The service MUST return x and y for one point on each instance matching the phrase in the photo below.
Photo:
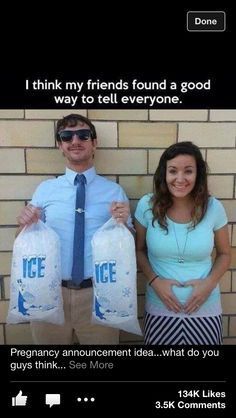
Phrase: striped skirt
(167, 330)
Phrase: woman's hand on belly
(201, 289)
(163, 288)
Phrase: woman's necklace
(180, 255)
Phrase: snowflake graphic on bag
(35, 293)
(114, 278)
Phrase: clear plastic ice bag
(114, 278)
(35, 293)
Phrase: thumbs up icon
(19, 399)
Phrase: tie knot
(80, 179)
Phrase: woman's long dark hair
(162, 199)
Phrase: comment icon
(52, 399)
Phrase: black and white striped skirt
(167, 330)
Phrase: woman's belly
(182, 293)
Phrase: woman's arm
(203, 288)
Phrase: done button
(206, 21)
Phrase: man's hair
(73, 120)
(162, 199)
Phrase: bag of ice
(114, 278)
(35, 293)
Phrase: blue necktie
(77, 274)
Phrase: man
(54, 202)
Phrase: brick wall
(130, 144)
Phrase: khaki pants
(77, 327)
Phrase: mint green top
(194, 245)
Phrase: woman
(177, 227)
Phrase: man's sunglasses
(83, 134)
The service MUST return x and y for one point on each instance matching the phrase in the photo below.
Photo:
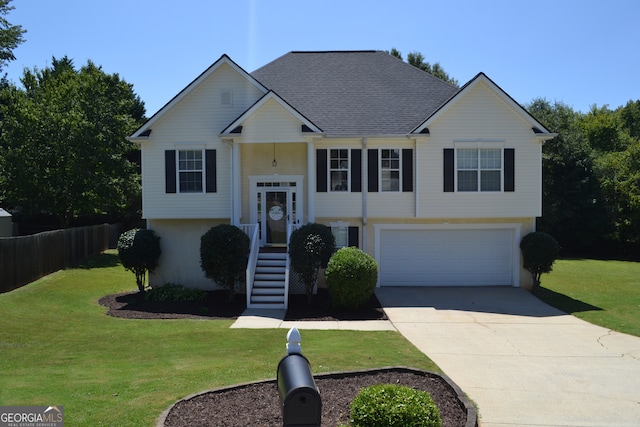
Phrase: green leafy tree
(11, 36)
(139, 251)
(539, 251)
(310, 247)
(573, 207)
(417, 60)
(224, 253)
(64, 142)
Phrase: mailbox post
(299, 395)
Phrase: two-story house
(438, 183)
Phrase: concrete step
(268, 291)
(269, 277)
(272, 262)
(267, 299)
(261, 269)
(271, 256)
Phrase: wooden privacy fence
(28, 258)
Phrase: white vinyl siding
(196, 121)
(479, 120)
(270, 123)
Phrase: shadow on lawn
(103, 260)
(563, 302)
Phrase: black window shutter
(509, 169)
(449, 173)
(407, 170)
(354, 238)
(372, 170)
(170, 171)
(210, 164)
(356, 170)
(321, 171)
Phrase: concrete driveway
(523, 362)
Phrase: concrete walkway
(523, 362)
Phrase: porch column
(236, 181)
(311, 182)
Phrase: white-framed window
(190, 171)
(340, 231)
(339, 169)
(479, 169)
(390, 169)
(226, 98)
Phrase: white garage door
(446, 257)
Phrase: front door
(276, 203)
(276, 214)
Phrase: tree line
(591, 178)
(65, 153)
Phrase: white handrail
(290, 228)
(252, 231)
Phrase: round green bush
(139, 251)
(310, 248)
(351, 277)
(539, 252)
(393, 405)
(224, 252)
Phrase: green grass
(57, 347)
(605, 293)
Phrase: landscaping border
(465, 403)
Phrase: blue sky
(577, 52)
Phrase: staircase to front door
(269, 282)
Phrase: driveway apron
(523, 362)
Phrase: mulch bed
(257, 404)
(217, 306)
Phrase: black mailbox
(299, 395)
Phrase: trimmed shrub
(175, 293)
(393, 405)
(310, 247)
(539, 252)
(139, 251)
(224, 252)
(351, 278)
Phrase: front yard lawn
(605, 293)
(57, 347)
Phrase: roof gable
(355, 92)
(270, 96)
(536, 126)
(144, 130)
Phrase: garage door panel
(448, 257)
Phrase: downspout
(365, 189)
(235, 183)
(311, 183)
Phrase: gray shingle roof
(355, 92)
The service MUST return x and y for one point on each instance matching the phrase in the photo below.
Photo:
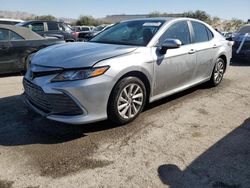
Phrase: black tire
(219, 69)
(112, 110)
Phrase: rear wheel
(218, 72)
(127, 100)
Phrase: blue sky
(100, 8)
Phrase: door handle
(3, 47)
(192, 51)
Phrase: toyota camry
(119, 71)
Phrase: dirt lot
(198, 138)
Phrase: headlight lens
(79, 74)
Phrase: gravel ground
(198, 138)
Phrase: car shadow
(240, 63)
(12, 74)
(224, 165)
(18, 126)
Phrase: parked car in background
(241, 47)
(51, 29)
(87, 35)
(81, 28)
(227, 34)
(10, 21)
(121, 69)
(17, 45)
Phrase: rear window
(4, 34)
(36, 27)
(64, 27)
(52, 26)
(244, 29)
(200, 32)
(14, 36)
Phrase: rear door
(5, 56)
(205, 48)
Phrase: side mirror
(170, 44)
(229, 38)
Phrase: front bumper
(83, 101)
(243, 54)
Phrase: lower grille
(36, 96)
(57, 104)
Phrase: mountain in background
(25, 15)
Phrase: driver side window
(4, 35)
(179, 30)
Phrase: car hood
(78, 54)
(239, 37)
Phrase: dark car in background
(87, 35)
(241, 47)
(9, 21)
(17, 45)
(51, 29)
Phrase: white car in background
(8, 21)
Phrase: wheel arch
(138, 74)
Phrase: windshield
(137, 33)
(99, 28)
(244, 30)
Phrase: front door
(5, 56)
(174, 69)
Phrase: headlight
(79, 74)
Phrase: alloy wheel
(130, 101)
(219, 71)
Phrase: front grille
(36, 96)
(57, 104)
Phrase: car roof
(32, 21)
(22, 31)
(10, 20)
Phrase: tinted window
(4, 34)
(85, 29)
(200, 32)
(179, 30)
(14, 36)
(36, 27)
(244, 29)
(64, 27)
(138, 32)
(210, 34)
(52, 26)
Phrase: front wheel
(218, 72)
(127, 100)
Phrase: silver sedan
(123, 68)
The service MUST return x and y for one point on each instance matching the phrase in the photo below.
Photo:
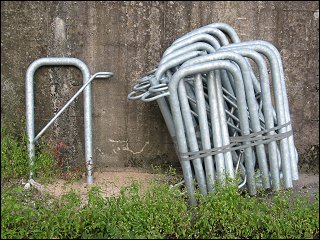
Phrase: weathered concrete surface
(128, 39)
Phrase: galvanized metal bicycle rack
(220, 115)
(87, 79)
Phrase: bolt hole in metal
(225, 105)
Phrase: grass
(159, 212)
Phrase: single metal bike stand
(86, 88)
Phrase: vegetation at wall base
(161, 211)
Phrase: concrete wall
(128, 39)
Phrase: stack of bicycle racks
(225, 105)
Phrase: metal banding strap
(238, 143)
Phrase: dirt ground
(111, 182)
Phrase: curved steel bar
(58, 61)
(240, 93)
(280, 107)
(201, 37)
(266, 107)
(292, 148)
(254, 115)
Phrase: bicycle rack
(220, 113)
(87, 79)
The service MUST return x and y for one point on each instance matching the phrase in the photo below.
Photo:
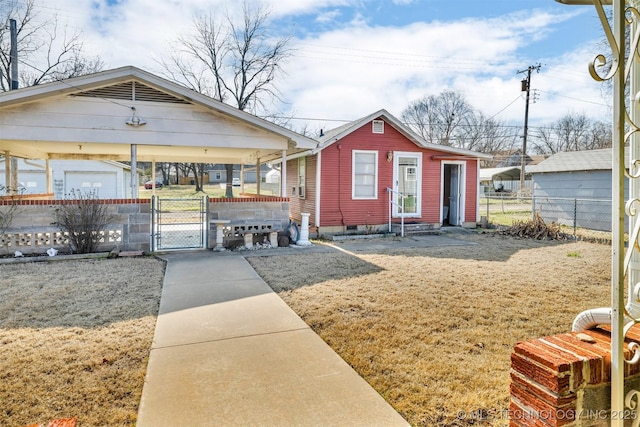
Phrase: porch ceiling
(80, 150)
(85, 118)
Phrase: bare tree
(233, 63)
(46, 51)
(440, 119)
(573, 132)
(487, 135)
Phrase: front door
(407, 174)
(453, 193)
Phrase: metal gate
(178, 223)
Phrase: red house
(374, 171)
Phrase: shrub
(85, 219)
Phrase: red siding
(337, 207)
(298, 204)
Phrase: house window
(378, 126)
(365, 175)
(302, 176)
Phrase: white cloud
(350, 71)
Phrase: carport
(128, 114)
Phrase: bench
(248, 230)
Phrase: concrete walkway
(227, 351)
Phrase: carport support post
(283, 175)
(134, 171)
(47, 169)
(258, 178)
(7, 171)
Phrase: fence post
(575, 217)
(533, 207)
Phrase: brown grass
(75, 339)
(432, 329)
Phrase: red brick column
(564, 380)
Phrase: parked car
(149, 185)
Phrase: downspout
(318, 194)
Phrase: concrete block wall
(247, 211)
(32, 230)
(565, 380)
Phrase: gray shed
(574, 188)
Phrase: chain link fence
(578, 217)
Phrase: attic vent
(132, 91)
(378, 126)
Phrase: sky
(354, 57)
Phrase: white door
(407, 177)
(104, 184)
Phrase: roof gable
(180, 124)
(332, 136)
(132, 91)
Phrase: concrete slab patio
(227, 351)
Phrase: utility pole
(11, 163)
(526, 87)
(13, 54)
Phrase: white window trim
(419, 178)
(353, 174)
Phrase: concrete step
(415, 229)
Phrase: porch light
(135, 120)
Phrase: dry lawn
(432, 329)
(75, 338)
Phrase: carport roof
(84, 118)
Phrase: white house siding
(109, 180)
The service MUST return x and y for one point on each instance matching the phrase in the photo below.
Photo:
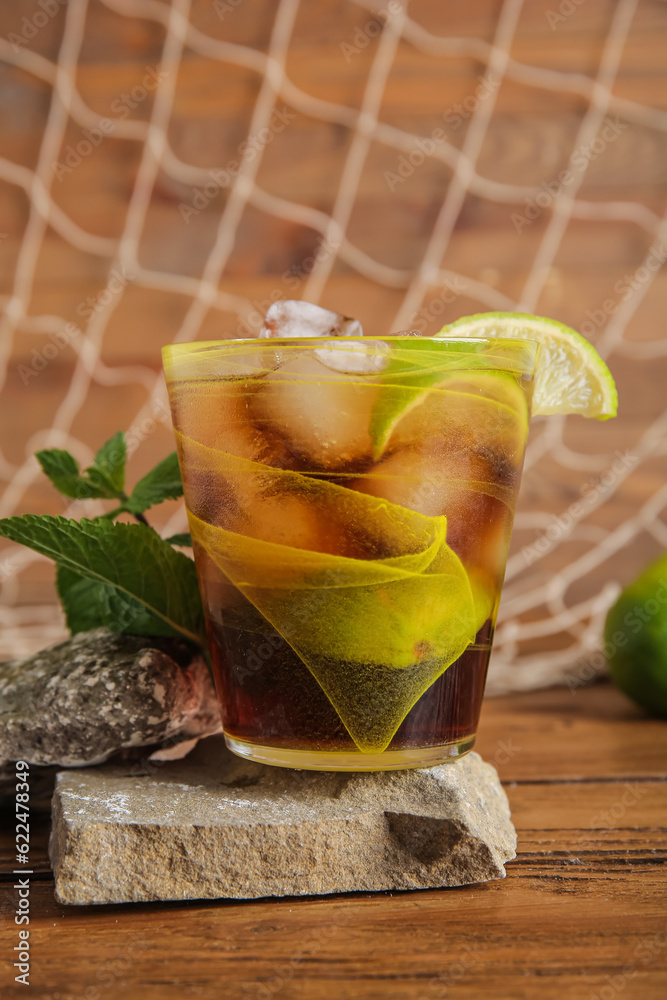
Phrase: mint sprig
(123, 576)
(134, 572)
(105, 478)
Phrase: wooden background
(100, 238)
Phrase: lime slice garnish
(421, 369)
(571, 376)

Directions: Your answer must be an exact copy of the records, with every picture left out.

Response area:
The service MUST return x and y for one point on each instance matching the phrase in the photo below.
Photo:
Phrase: striped skirt
(167, 330)
Phrase: woman's hand on belly
(201, 289)
(163, 288)
Phrase: woman's necklace
(180, 255)
Phrase: snowflake graphic on bag
(35, 293)
(114, 278)
Phrase: clear plastic ice bag
(114, 278)
(35, 293)
Phrase: thumbs up icon
(19, 399)
Phrase: tie knot
(80, 179)
Phrase: woman's long dark hair
(162, 199)
Phrase: comment icon
(52, 399)
Phrase: black and white striped skirt
(167, 330)
Phrase: woman's belly
(182, 293)
Phrase: woman's arm
(203, 288)
Phrase: done button
(206, 21)
Phrase: man's hair
(73, 120)
(162, 199)
Phrase: bag of ice
(114, 278)
(35, 293)
Phrase: blue necktie
(77, 274)
Phrase: man
(54, 202)
Phrase: brick wall
(130, 144)
Phrase: khaki pants
(77, 327)
Phrase: mint green top
(194, 245)
Phrase: woman
(177, 227)
Phrase: man's sunglasses
(83, 134)
The service MUST return x and y for one point on each instance matching the phrase in the photo below.
Photo:
Phrase: green leafy tree
(11, 36)
(139, 251)
(539, 251)
(310, 247)
(573, 207)
(417, 60)
(224, 253)
(64, 142)
Phrase: mailbox post
(299, 395)
Phrase: two-story house
(438, 183)
Phrase: concrete step
(268, 291)
(269, 277)
(272, 262)
(267, 299)
(261, 269)
(271, 256)
Phrase: wooden privacy fence
(28, 258)
Phrase: white vinyl siding
(196, 121)
(479, 120)
(270, 123)
Phrase: shadow on lawn
(103, 260)
(563, 302)
Phrase: black window shutter
(509, 169)
(449, 173)
(407, 170)
(354, 238)
(372, 170)
(170, 171)
(210, 164)
(356, 170)
(321, 171)
Phrase: concrete driveway
(523, 362)
Phrase: concrete walkway
(523, 362)
Phrase: porch column
(236, 181)
(311, 182)
Phrase: white-framed window
(190, 171)
(340, 231)
(339, 169)
(479, 169)
(390, 169)
(226, 98)
Phrase: white garage door
(446, 257)
Phrase: front door
(276, 203)
(276, 214)
Phrase: tree line
(591, 178)
(65, 153)
Phrase: white handrail
(290, 228)
(252, 231)
Phrase: round green bush
(139, 251)
(310, 248)
(351, 277)
(539, 252)
(393, 405)
(224, 252)
Phrase: green grass
(57, 347)
(605, 293)
Phrase: landscaping border
(465, 403)
Phrase: blue sky
(577, 52)
Phrase: staircase to front door
(269, 282)
Phrase: driveway apron
(523, 362)
Phrase: mulch bed
(257, 404)
(217, 306)
Phrase: black mailbox
(299, 395)
Phrase: trimmed shrub
(175, 293)
(393, 405)
(310, 247)
(539, 252)
(139, 251)
(224, 252)
(351, 278)
Phrase: front yard lawn
(605, 293)
(57, 347)
Phrase: roof gable
(355, 92)
(270, 96)
(536, 126)
(144, 130)
Phrase: garage door panel
(448, 257)
Phrase: downspout
(365, 189)
(235, 183)
(311, 183)
Phrase: gray shingle roof
(355, 92)
The service MUST return x and y for one point on each instance matching the phrase in the photo below.
Photo:
Phrase: black tire
(219, 69)
(112, 110)
Phrase: rear wheel
(218, 72)
(127, 100)
Phrase: blue sky
(100, 8)
Phrase: door handle
(3, 47)
(192, 51)
Phrase: toyota camry
(119, 71)
Phrase: dirt lot
(198, 138)
Phrase: headlight lens
(79, 74)
Phrase: gravel ground
(198, 138)
Phrase: car shadow
(240, 63)
(12, 74)
(224, 165)
(18, 126)
Phrase: parked car in background
(241, 47)
(51, 29)
(87, 35)
(81, 28)
(227, 34)
(10, 21)
(121, 69)
(17, 45)
Phrase: rear window
(4, 34)
(36, 27)
(64, 27)
(52, 26)
(244, 29)
(200, 32)
(14, 36)
Phrase: rear door
(5, 56)
(205, 48)
Phrase: side mirror
(170, 44)
(229, 38)
Phrase: front bumper
(83, 101)
(243, 54)
Phrase: lower grille
(36, 96)
(57, 104)
Phrase: mountain in background
(25, 15)
Phrase: driver side window
(4, 35)
(179, 30)
Phrase: car hood
(78, 54)
(239, 37)
Phrase: dark car in background
(87, 35)
(241, 47)
(9, 21)
(17, 45)
(51, 29)
Phrase: white car in background
(8, 21)
Phrase: wheel arch
(138, 74)
Phrase: windshield
(137, 33)
(99, 28)
(244, 30)
Phrase: front door
(5, 56)
(174, 69)
Phrase: headlight
(79, 74)
Phrase: alloy wheel
(130, 101)
(219, 71)
Phrase: front grille
(36, 96)
(57, 104)
Phrase: car roof
(32, 21)
(22, 31)
(10, 20)
Phrase: tinted window
(4, 34)
(85, 29)
(200, 32)
(179, 30)
(14, 36)
(36, 27)
(244, 29)
(64, 27)
(138, 32)
(210, 34)
(52, 26)
Phrase: front wheel
(218, 72)
(127, 100)
Phrase: silver sedan
(123, 68)
The service MUST return x and y for one point on each instance matching the phrase in the photo below.
Photo:
Phrase: weathered concrete surface
(128, 39)
Phrase: galvanized metal bicycle rack
(220, 115)
(87, 79)
Phrase: bolt hole in metal
(225, 105)
Phrase: grass
(159, 212)
Phrase: single metal bike stand
(86, 88)
Phrase: vegetation at wall base
(161, 211)
Phrase: concrete wall
(128, 39)
Phrase: stack of bicycle racks
(225, 105)
Phrase: metal banding strap
(238, 143)
Phrase: dirt ground
(111, 182)
Phrase: curved steel bar
(58, 61)
(240, 93)
(280, 107)
(201, 37)
(266, 107)
(292, 148)
(254, 115)
Phrase: bicycle rack
(220, 113)
(87, 79)
The service MUST return x and y for one point on each instance matching the phrase in the photo below.
Photo:
Phrase: porch ceiling
(80, 150)
(85, 118)
Phrase: bare tree
(233, 63)
(46, 51)
(440, 119)
(573, 132)
(487, 135)
Phrase: front door
(407, 174)
(453, 193)
Phrase: metal gate
(178, 223)
Phrase: red house
(374, 171)
Phrase: shrub
(85, 219)
Phrase: red siding
(337, 207)
(298, 204)
Phrase: house window
(378, 126)
(365, 175)
(302, 176)
Phrase: white cloud
(350, 71)
Phrase: carport
(128, 114)
Phrase: bench
(248, 230)
Phrase: concrete walkway
(227, 351)
Phrase: carport support post
(283, 175)
(134, 171)
(47, 169)
(258, 178)
(7, 171)
Phrase: fence post
(575, 217)
(533, 207)
Phrase: brown grass
(75, 339)
(432, 329)
Phrase: red brick column
(564, 380)
Phrase: parked car
(149, 185)
Phrase: downspout
(318, 194)
Phrase: concrete block wall
(247, 211)
(32, 230)
(565, 380)
Phrase: gray shed
(574, 188)
Phrase: chain link fence
(578, 217)
Phrase: attic vent
(132, 91)
(378, 126)
Phrase: sky
(354, 57)
Phrase: white door
(407, 177)
(104, 184)
Phrase: roof gable
(180, 124)
(332, 136)
(132, 91)
Phrase: concrete slab patio
(227, 351)
Phrase: utility pole
(11, 163)
(526, 87)
(13, 54)
Phrase: white window trim
(419, 178)
(353, 174)
Phrase: concrete step
(415, 229)
Phrase: porch light
(135, 120)
Phrase: dry lawn
(432, 329)
(75, 338)
Phrase: carport roof
(84, 118)
Phrase: white house siding
(109, 180)
The service MUST return x and y for one point on each instance matching the phrase in the photo below.
Photo:
Phrase: mint sprig
(123, 576)
(134, 572)
(105, 478)
Phrase: wooden background
(100, 238)
Phrase: lime slice garnish
(421, 369)
(571, 376)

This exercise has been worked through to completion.